- _WORK TO BE COMPLETED_
A complete answer lists every line of the material where the string "short" occurs.
(DATA begins)
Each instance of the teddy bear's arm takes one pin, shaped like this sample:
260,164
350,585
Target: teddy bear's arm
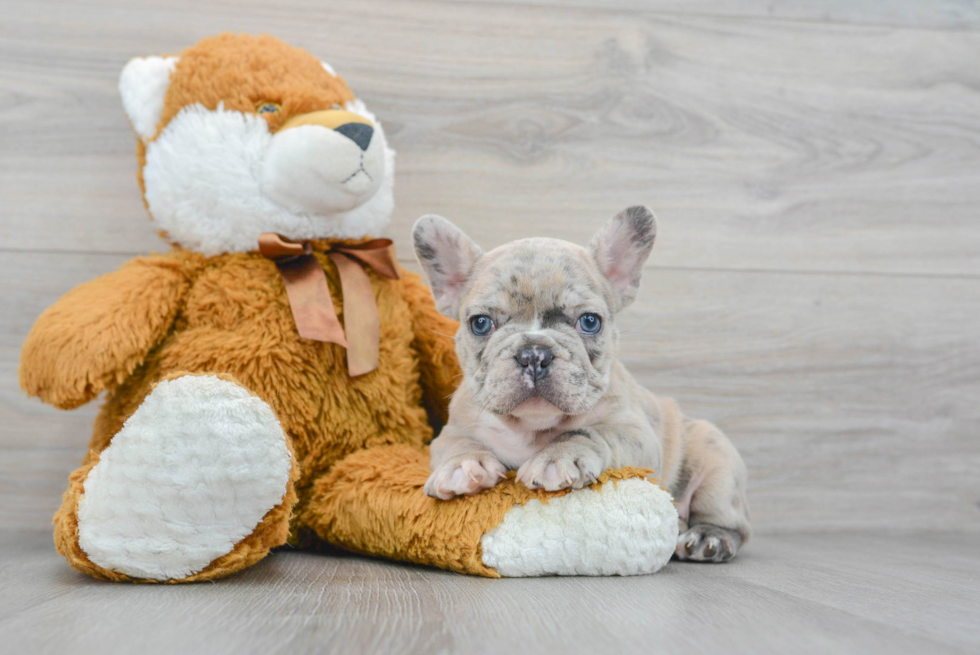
440,372
100,331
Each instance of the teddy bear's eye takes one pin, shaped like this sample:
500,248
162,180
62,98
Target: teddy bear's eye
268,108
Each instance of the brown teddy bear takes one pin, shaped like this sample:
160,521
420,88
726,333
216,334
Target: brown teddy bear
274,376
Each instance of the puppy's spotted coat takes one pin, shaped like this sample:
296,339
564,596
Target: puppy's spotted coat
544,393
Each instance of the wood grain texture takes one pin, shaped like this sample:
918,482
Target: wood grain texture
761,145
867,594
937,14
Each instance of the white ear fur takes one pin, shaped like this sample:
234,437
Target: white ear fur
448,257
621,248
143,85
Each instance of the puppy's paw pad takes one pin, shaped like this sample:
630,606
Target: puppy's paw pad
707,543
464,477
551,471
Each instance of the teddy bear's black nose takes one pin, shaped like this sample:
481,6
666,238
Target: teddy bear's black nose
359,133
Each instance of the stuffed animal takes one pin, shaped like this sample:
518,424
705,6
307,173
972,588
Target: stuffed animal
276,375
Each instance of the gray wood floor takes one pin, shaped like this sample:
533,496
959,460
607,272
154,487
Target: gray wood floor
815,290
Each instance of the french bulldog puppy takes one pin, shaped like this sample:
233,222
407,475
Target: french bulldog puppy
543,392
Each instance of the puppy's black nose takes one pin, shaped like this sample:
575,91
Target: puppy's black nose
535,360
359,133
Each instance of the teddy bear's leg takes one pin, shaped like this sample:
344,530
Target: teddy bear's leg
372,502
196,485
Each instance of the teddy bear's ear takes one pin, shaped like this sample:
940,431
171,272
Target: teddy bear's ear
143,86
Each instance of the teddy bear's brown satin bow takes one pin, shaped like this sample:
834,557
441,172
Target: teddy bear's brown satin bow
309,297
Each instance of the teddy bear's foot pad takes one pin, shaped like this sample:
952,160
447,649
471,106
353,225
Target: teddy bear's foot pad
191,473
629,527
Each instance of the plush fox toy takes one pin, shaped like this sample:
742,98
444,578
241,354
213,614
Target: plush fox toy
224,432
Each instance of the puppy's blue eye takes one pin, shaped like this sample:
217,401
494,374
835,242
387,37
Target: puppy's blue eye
481,325
589,323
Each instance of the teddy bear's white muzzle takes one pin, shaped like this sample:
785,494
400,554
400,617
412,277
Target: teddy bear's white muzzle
317,170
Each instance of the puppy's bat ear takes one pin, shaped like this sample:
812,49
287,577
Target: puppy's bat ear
448,256
621,248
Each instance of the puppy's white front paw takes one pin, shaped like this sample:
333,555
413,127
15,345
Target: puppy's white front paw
560,466
464,476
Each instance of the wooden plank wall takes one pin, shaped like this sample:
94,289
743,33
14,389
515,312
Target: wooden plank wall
815,170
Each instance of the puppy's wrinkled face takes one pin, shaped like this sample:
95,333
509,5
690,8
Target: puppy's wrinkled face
537,320
537,316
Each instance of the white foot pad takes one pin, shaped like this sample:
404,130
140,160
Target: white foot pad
191,473
629,528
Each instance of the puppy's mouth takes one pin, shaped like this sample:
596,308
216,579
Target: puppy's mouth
536,400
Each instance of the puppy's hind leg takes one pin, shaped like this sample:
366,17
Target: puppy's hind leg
711,496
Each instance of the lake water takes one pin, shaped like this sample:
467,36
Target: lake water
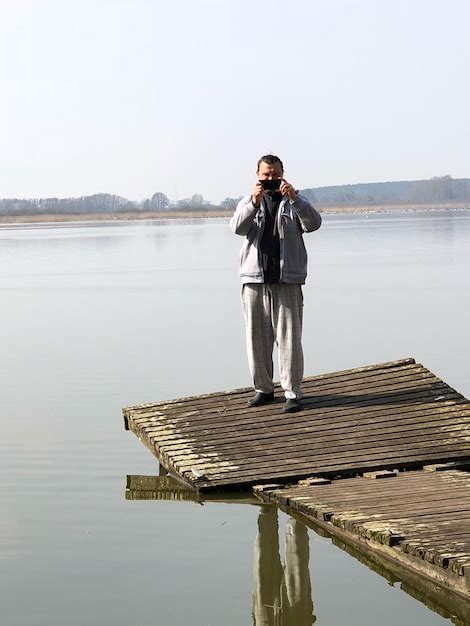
98,316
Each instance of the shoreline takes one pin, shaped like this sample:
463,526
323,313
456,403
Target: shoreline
58,218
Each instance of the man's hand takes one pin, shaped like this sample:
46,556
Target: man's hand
257,194
287,190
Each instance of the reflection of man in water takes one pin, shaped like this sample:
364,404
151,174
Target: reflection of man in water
283,594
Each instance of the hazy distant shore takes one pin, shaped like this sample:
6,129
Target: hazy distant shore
178,214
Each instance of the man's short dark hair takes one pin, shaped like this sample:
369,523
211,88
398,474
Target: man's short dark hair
(DATA ends)
- _FINISHED TASK_
Each instance of the man's short dark hair takes one pin, shaped like this sample:
Target: man's short dark hair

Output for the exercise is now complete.